---------- Raw data ----------

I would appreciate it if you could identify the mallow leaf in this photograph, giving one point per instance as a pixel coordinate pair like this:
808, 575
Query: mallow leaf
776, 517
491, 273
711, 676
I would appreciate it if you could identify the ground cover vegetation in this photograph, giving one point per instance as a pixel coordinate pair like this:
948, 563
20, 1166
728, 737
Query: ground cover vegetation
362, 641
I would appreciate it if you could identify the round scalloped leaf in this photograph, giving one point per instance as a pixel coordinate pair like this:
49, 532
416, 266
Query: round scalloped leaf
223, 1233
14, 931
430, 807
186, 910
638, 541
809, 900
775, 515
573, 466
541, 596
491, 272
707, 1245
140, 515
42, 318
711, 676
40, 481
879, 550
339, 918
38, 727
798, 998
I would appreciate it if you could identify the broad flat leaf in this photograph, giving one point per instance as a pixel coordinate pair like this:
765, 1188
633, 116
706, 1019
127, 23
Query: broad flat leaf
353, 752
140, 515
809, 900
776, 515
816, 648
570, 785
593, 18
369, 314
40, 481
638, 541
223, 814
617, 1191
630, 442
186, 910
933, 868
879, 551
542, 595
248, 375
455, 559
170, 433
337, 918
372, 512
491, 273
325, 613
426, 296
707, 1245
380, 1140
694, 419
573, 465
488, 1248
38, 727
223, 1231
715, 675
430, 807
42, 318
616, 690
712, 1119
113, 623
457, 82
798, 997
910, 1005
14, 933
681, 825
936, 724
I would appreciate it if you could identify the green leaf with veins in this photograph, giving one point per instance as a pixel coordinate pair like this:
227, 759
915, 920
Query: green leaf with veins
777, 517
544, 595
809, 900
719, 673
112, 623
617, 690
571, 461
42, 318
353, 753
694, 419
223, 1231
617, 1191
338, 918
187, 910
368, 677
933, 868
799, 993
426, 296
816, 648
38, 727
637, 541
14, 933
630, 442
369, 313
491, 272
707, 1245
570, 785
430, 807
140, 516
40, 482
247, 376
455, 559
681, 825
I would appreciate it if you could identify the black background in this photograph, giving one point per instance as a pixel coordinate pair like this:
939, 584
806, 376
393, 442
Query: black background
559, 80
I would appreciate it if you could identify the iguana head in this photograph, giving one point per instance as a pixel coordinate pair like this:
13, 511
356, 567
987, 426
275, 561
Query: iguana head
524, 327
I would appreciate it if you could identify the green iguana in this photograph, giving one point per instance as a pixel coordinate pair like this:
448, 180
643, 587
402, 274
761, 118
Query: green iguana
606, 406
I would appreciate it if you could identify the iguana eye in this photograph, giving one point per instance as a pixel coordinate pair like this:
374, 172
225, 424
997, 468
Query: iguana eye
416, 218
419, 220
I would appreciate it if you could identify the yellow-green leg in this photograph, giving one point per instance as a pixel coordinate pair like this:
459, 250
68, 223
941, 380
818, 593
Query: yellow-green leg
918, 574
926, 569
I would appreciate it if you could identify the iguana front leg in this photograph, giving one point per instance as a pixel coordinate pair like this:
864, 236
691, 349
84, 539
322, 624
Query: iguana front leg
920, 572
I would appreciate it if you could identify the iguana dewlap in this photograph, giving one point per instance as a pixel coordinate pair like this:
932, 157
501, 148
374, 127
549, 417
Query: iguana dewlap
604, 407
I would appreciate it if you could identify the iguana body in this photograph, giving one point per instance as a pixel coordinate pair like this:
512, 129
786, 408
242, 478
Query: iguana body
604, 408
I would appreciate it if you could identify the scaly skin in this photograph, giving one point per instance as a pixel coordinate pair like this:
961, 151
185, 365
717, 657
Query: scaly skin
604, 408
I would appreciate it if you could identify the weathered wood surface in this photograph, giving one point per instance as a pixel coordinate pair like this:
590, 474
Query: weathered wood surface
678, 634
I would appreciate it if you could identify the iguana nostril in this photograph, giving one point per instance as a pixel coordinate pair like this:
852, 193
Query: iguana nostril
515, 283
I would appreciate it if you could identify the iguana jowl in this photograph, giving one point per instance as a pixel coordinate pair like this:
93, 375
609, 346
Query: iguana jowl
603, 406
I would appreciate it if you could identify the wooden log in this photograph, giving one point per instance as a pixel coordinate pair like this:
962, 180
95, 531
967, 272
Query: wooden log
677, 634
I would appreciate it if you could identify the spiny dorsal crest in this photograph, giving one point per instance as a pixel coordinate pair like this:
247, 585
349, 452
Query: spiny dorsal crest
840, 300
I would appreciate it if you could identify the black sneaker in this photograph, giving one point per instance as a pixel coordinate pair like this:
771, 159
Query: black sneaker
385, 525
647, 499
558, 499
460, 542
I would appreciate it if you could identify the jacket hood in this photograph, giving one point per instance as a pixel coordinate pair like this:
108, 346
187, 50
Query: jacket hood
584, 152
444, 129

----------

The problem:
Repeat all of the lines above, substituting "pair of pixel coordinates" for each occurrence of "pixel coordinate pair" and leaving everything else unchanged.

Response to the task:
I would appreciate it if you could identify the mallow leaf in this photograph, giving one point per instance as a pair of pixel coordinates like this:
808, 575
Query: mallow leaf
776, 517
491, 273
711, 676
I would appreciate it if you could identify the ground cover vegetation in this photograph, giving one point per instance as a pair of pixel coordinates like this:
948, 563
20, 1166
728, 737
Query: ground cover vegetation
362, 641
I would appreciate it if you could identify the round scalloped leaf in this photograph, giving one point per instance as a pair of pixel coordinates like this:
49, 532
416, 266
Query: round scalloped leaf
223, 1233
14, 931
430, 807
186, 910
638, 541
809, 900
775, 515
573, 466
541, 596
491, 272
707, 1245
140, 515
42, 318
711, 676
40, 481
879, 550
339, 918
38, 727
798, 998
I would appreciate it if you could identify the broad flat leaf in this photograph, giving one point per instance as a pair of pixel coordinates like this:
765, 1188
633, 116
706, 1019
127, 23
Query: broad flat leaf
353, 752
140, 515
809, 900
776, 515
816, 648
570, 785
593, 18
369, 314
40, 481
638, 541
223, 814
617, 1191
630, 442
186, 910
933, 868
879, 551
542, 595
248, 375
455, 559
170, 433
337, 918
372, 512
491, 273
325, 613
426, 296
707, 1245
380, 1140
694, 419
573, 465
488, 1248
38, 727
223, 1231
715, 675
430, 807
42, 318
616, 690
712, 1119
113, 623
457, 82
798, 997
910, 1005
14, 933
681, 825
936, 724
I would appreciate it if you could identify the green leaf with veins in this photograph, giving one point per instance as a pair of pixel coordinates like this:
227, 759
915, 920
Query: green leaf with veins
777, 517
544, 595
809, 900
719, 673
112, 623
617, 690
571, 461
42, 318
353, 753
694, 419
223, 1231
617, 1191
338, 918
187, 910
368, 677
933, 868
799, 993
426, 296
816, 648
38, 727
637, 541
14, 933
630, 442
369, 313
491, 272
707, 1245
570, 785
430, 807
140, 516
40, 482
247, 376
455, 559
681, 825
I would appreciate it if you could identify the black background in this photograph, giving one point per instance as a pair of pixel coordinates like this:
939, 584
806, 376
393, 442
Query: black background
559, 80
I would appreciate it if you could identify the iguana head in this photograph, giving one point per instance as a pair of pixel coordinates like this:
13, 511
356, 567
987, 426
275, 561
Query: iguana head
524, 327
I would appreciate it if you could identify the green iguana in this photograph, giving one point per instance as a pair of pixel coordinates like this:
448, 180
643, 587
402, 274
761, 118
Query: green iguana
606, 406
I would appreciate it if you could identify the iguana eye in this photograph, giving one point per instance as a pair of pixel coordinates like this:
374, 172
225, 424
997, 468
Query: iguana eye
416, 218
419, 220
I would appreciate it if you could identify the yellow-green leg in this photograph, giving one point per instance as a pair of pixel coordinates like this:
459, 250
68, 223
941, 380
818, 593
Query: yellow-green leg
918, 574
926, 569
I would appreciate it if you could identify the iguana front leg in this photograph, giving one point per instance as a pair of pixel coordinates like this:
864, 236
691, 349
84, 539
322, 624
Query: iguana front leg
920, 572
I would appreciate it if you could identify the iguana dewlap in this photograph, giving one point per instance as a pair of pixel coordinates like this:
932, 157
501, 148
374, 127
549, 417
Query: iguana dewlap
604, 407
I would appreciate it if you could identify the iguana body in this photograph, giving one point per instance as a pair of pixel coordinates like this:
512, 129
786, 408
242, 478
Query: iguana body
604, 408
I would appreciate it if you could identify the scaly skin in this photograph, giving one point per instance as a pair of pixel coordinates like this:
961, 151
185, 365
717, 657
Query: scaly skin
604, 408
I would appreciate it if you could identify the weathered wood surface in this photograph, giving one point per instance as a pair of pixel coordinates like this:
590, 474
Query: weathered wood surface
678, 634
I would appreciate it if you could identify the iguana nostril in this photograph, giving one point per instance as a pair of pixel coordinates like this:
852, 193
Query: iguana nostril
515, 283
I would appreciate it if you could identify the iguana jowl in this photograph, giving one point per instance as a pair of pixel coordinates like this:
93, 375
609, 346
Query: iguana jowl
603, 406
I would appreciate it if you could identify the wooden log in this photograph, giving one point per instance as a pair of pixel coordinates like this:
962, 180
95, 531
967, 272
Query: wooden log
677, 634
I would appreciate it if you could identify the spiny dorsal crest in this photograph, giving one point per instance as a pair of pixel coordinates like this:
247, 585
349, 452
Query: spiny dorsal crest
840, 300
I would appreciate it if you could identify the black sneaker in this photograph, giving one point per instance as a pair of pixel coordinates like this:
771, 159
Query: black sneaker
385, 525
647, 499
558, 499
460, 542
I would appreciate it if you could identify the jacket hood in this photograph, giving one point per instance as a pair of pixel coordinates like this:
108, 346
187, 50
Query: jacket hood
584, 152
444, 129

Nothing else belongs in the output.